WORK REQUIRED -> Copy out, word for word, the stretch of the listing from the line containing "You are given a photograph. Your task: indicate the water" through the line containing "(1159, 443)". Leave out any pictures.

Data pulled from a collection

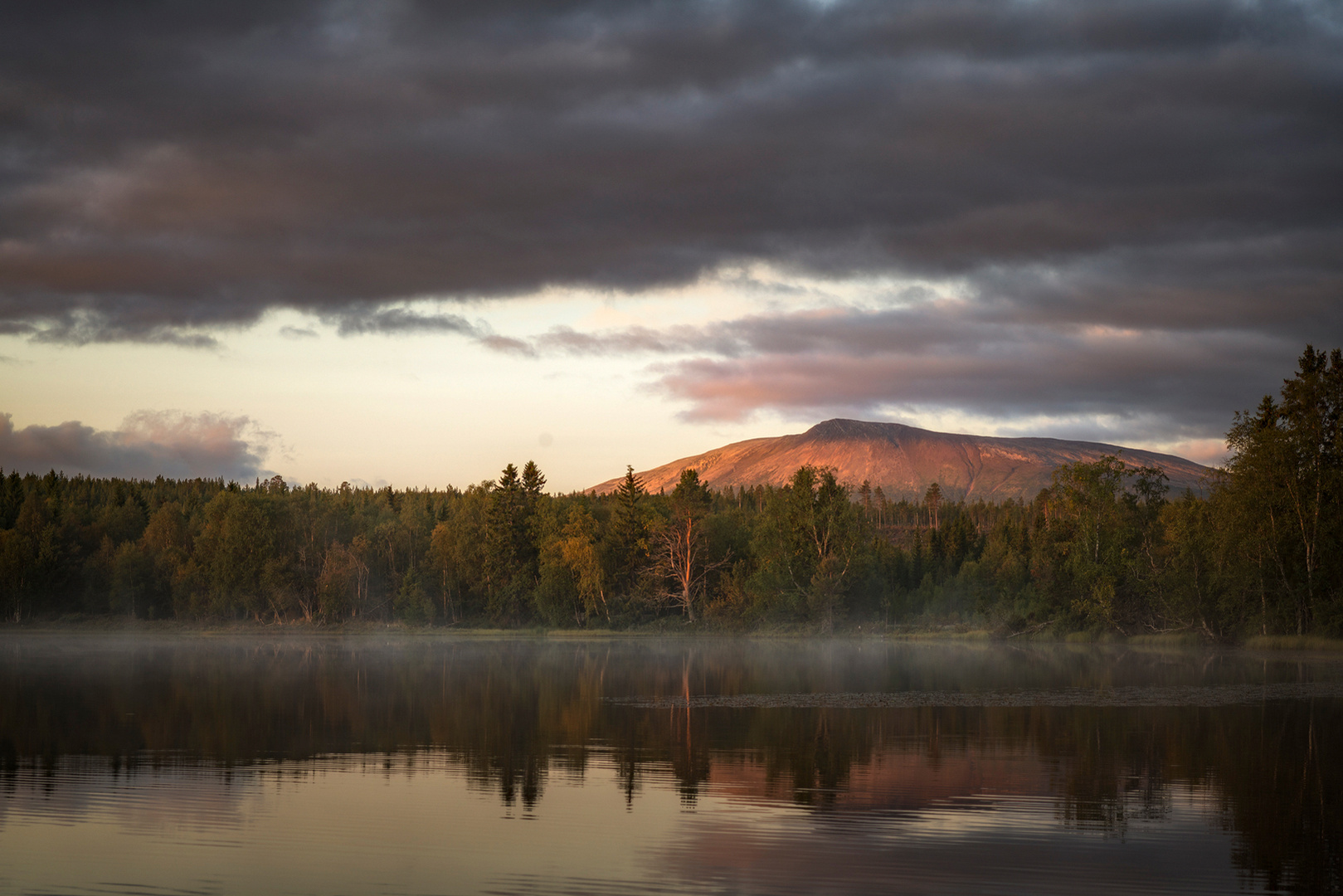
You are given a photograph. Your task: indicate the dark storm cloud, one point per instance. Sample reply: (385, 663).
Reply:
(148, 444)
(1173, 168)
(182, 164)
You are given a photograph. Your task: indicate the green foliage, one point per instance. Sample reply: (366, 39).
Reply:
(1102, 550)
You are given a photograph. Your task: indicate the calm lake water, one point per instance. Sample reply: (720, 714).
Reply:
(368, 765)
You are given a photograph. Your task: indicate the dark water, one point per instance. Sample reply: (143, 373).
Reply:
(520, 766)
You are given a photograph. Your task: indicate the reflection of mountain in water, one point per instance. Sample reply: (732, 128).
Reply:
(511, 713)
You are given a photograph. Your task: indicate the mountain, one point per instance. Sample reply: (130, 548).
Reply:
(904, 460)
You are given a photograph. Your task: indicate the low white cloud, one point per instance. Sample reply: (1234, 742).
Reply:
(147, 444)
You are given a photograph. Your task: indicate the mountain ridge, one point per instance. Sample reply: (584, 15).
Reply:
(904, 460)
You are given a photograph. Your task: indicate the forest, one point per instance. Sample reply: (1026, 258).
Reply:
(1106, 548)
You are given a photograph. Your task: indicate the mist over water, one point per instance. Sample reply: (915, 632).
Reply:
(548, 766)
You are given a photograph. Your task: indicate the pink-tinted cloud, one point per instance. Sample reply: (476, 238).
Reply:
(148, 444)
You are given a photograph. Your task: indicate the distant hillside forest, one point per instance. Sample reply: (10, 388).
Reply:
(1104, 548)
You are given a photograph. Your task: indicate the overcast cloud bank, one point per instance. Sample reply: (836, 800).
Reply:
(148, 444)
(1136, 206)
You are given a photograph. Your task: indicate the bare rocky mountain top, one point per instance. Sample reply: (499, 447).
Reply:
(904, 460)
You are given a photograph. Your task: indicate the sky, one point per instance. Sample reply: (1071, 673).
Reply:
(407, 243)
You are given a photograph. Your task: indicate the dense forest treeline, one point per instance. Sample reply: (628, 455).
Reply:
(1106, 547)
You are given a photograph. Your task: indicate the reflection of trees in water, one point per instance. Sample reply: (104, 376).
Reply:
(512, 712)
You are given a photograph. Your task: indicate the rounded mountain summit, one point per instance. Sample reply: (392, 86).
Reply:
(904, 461)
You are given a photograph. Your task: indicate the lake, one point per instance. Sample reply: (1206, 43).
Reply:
(425, 765)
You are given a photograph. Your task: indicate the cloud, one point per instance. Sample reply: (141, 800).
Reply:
(148, 444)
(1061, 377)
(171, 168)
(406, 320)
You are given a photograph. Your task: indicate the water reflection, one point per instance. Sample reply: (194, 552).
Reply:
(785, 793)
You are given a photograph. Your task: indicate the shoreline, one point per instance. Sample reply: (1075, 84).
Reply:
(672, 629)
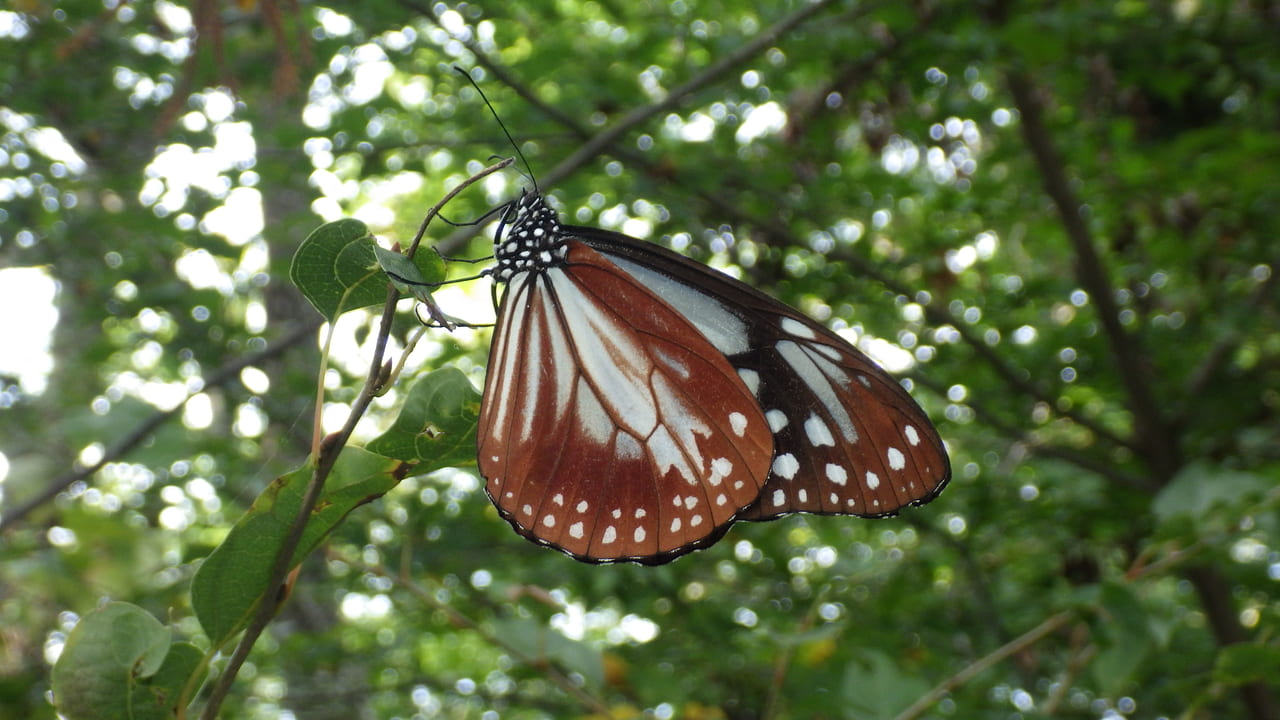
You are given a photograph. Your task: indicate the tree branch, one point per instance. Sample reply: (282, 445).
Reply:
(1159, 443)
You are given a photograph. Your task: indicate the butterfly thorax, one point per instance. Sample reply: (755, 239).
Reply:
(533, 242)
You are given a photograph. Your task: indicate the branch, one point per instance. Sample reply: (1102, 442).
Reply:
(1221, 351)
(142, 431)
(327, 456)
(938, 315)
(607, 140)
(1160, 447)
(1031, 637)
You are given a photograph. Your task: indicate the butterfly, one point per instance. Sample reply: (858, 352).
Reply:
(639, 402)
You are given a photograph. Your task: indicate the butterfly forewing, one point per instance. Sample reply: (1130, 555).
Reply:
(612, 428)
(848, 438)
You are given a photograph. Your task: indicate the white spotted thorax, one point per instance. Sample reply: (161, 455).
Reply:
(533, 242)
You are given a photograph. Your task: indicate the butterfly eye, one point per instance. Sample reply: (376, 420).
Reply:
(638, 402)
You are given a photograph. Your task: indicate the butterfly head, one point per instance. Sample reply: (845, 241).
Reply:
(529, 238)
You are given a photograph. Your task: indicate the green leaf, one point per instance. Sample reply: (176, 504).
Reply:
(233, 578)
(1201, 487)
(158, 697)
(1247, 662)
(414, 277)
(437, 425)
(1124, 636)
(109, 652)
(876, 687)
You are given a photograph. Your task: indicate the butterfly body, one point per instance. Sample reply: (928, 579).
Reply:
(638, 402)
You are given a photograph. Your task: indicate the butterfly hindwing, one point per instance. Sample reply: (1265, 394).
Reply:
(848, 437)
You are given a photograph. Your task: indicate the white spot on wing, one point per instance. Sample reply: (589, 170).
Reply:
(798, 328)
(896, 460)
(818, 432)
(721, 468)
(836, 474)
(912, 436)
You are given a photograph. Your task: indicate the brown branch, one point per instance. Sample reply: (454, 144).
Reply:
(1031, 637)
(1221, 351)
(607, 140)
(1157, 441)
(144, 429)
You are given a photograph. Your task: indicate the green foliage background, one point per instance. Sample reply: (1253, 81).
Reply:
(1068, 213)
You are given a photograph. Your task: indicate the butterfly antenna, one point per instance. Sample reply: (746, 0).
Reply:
(511, 140)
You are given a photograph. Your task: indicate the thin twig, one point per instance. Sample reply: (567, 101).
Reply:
(1031, 637)
(1160, 447)
(325, 456)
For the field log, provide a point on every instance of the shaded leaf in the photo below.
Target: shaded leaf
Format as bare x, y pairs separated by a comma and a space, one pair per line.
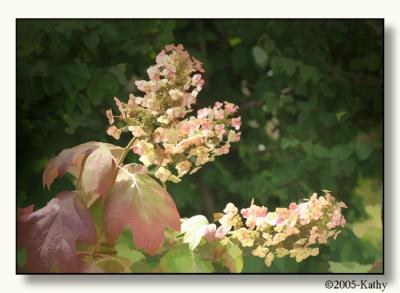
139, 202
348, 267
111, 264
182, 260
126, 252
363, 150
50, 234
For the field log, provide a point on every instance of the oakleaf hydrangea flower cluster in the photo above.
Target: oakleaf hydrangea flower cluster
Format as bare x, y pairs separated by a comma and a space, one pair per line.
165, 135
293, 231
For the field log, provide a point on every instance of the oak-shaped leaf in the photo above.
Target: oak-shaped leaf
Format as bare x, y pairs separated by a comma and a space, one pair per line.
72, 160
138, 202
97, 174
51, 233
183, 260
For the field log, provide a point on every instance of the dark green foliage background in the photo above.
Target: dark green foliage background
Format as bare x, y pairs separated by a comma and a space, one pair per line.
310, 94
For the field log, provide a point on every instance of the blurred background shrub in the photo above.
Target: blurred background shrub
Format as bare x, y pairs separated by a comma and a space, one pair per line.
310, 94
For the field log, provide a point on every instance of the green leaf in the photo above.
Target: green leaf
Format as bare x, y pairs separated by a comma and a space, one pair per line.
287, 65
111, 264
124, 251
272, 101
307, 146
91, 39
260, 56
309, 73
125, 238
233, 257
235, 41
321, 151
194, 228
341, 152
183, 260
348, 267
137, 201
269, 45
289, 142
363, 150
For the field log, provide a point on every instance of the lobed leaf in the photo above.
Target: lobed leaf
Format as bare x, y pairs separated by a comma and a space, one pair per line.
137, 201
72, 160
183, 260
97, 174
50, 234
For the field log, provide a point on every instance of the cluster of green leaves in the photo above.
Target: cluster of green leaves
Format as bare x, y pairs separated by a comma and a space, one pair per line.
310, 94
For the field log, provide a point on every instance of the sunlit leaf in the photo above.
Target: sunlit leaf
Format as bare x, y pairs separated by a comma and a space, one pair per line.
183, 260
137, 201
71, 160
194, 228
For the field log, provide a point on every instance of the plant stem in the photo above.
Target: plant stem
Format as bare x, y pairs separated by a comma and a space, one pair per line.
126, 150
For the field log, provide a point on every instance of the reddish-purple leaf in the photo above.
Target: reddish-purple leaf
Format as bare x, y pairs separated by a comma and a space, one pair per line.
137, 201
97, 174
50, 234
71, 160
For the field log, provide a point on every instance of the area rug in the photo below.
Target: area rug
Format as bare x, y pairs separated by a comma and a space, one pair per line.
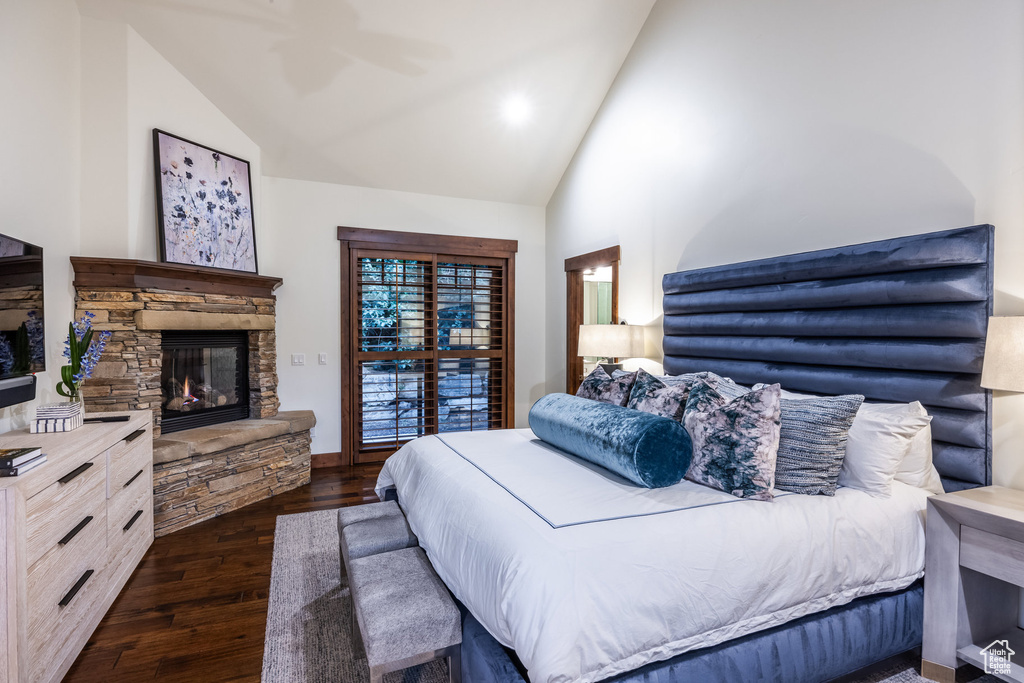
308, 621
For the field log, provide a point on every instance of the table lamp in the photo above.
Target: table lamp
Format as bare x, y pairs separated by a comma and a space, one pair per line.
1004, 366
610, 342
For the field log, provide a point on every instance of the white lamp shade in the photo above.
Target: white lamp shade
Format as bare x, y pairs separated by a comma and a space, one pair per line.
611, 341
1004, 367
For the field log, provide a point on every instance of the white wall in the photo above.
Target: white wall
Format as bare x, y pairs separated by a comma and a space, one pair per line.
39, 180
302, 247
128, 90
740, 130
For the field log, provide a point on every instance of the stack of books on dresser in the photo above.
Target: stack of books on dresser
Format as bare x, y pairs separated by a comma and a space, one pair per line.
56, 418
19, 461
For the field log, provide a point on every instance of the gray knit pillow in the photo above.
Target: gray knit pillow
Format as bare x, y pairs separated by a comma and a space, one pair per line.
812, 442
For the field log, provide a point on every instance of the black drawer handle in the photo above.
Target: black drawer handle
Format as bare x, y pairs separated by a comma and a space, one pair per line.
66, 600
131, 522
74, 473
72, 534
137, 475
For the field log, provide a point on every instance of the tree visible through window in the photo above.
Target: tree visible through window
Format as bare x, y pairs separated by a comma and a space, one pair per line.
430, 346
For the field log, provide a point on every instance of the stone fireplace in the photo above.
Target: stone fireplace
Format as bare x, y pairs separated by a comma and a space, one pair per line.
204, 379
153, 309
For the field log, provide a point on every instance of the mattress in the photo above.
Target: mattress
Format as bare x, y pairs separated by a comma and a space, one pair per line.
587, 575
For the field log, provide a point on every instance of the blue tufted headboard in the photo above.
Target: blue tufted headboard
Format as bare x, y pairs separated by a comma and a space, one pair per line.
897, 319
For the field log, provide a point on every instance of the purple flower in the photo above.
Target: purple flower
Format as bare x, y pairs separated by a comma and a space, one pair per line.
6, 355
85, 359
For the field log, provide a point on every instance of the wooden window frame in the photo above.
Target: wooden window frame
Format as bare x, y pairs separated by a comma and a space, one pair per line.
415, 244
573, 305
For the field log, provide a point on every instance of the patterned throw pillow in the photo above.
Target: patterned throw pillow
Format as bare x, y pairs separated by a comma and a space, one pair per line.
599, 386
812, 441
734, 441
652, 395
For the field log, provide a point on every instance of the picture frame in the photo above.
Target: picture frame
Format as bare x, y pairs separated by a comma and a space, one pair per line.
204, 205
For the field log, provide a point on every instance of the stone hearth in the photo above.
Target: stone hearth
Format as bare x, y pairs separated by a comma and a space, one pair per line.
204, 472
136, 300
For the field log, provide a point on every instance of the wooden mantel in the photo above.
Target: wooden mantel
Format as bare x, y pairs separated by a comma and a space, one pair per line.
130, 273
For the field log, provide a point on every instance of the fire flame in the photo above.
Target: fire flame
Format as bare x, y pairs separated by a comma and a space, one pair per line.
186, 397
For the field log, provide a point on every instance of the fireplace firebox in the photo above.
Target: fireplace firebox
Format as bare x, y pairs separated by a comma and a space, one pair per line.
205, 379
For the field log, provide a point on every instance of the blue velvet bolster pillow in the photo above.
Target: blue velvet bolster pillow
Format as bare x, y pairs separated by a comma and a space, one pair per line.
647, 450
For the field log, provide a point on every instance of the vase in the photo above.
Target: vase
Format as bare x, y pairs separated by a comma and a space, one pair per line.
77, 397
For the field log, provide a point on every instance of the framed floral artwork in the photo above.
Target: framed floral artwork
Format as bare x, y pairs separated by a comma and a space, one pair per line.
204, 205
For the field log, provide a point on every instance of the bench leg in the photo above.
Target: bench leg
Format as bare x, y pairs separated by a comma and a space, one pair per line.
356, 635
455, 666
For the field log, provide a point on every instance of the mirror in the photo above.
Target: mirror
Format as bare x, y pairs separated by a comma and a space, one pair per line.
597, 288
592, 298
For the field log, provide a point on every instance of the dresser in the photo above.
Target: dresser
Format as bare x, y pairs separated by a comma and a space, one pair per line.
73, 530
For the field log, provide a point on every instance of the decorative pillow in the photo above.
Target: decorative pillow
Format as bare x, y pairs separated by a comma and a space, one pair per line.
647, 450
652, 395
599, 386
880, 439
812, 441
916, 468
734, 441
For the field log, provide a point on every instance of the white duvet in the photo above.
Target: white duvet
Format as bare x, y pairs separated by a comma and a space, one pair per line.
587, 575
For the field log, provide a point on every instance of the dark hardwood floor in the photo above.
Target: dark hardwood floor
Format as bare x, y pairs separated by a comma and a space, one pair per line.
196, 607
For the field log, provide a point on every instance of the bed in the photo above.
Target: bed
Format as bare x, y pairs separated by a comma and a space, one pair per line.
580, 579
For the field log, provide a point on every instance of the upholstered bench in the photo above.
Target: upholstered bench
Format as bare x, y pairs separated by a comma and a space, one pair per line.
404, 612
369, 529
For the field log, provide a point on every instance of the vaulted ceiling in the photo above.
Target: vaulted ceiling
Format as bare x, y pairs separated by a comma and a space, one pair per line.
400, 94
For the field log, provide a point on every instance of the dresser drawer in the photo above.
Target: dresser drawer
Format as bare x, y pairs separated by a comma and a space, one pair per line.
127, 507
51, 579
993, 555
126, 467
54, 511
60, 632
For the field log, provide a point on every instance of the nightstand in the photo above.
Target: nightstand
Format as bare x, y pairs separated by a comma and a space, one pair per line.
974, 565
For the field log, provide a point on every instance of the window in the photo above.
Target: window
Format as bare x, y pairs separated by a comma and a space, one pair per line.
427, 338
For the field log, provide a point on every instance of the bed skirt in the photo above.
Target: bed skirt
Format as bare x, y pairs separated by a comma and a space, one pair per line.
815, 648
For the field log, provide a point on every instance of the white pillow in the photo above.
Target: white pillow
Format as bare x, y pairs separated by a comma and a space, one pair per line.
879, 441
916, 468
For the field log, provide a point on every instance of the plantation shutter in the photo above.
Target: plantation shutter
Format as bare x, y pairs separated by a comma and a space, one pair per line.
430, 347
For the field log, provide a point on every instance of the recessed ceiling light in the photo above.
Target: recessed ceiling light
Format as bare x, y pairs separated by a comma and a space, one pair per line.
516, 110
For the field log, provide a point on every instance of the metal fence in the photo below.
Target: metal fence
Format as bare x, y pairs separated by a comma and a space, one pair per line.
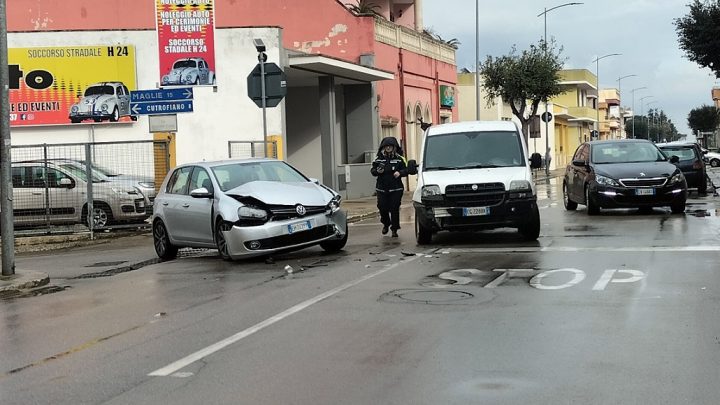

ANSWER ->
You are given a photograph. Your task: indicate the water reflection, one point per instance. Sample reply: (194, 552).
Reply:
(785, 793)
You are given a photograph. Your task: indicate the shoreline, one point per instance. Sample reply: (1075, 84).
Reply:
(672, 629)
You are given a photograph. Your task: indicate the tree branch, one point per instance. Sample reply: (282, 445).
Reply:
(1159, 443)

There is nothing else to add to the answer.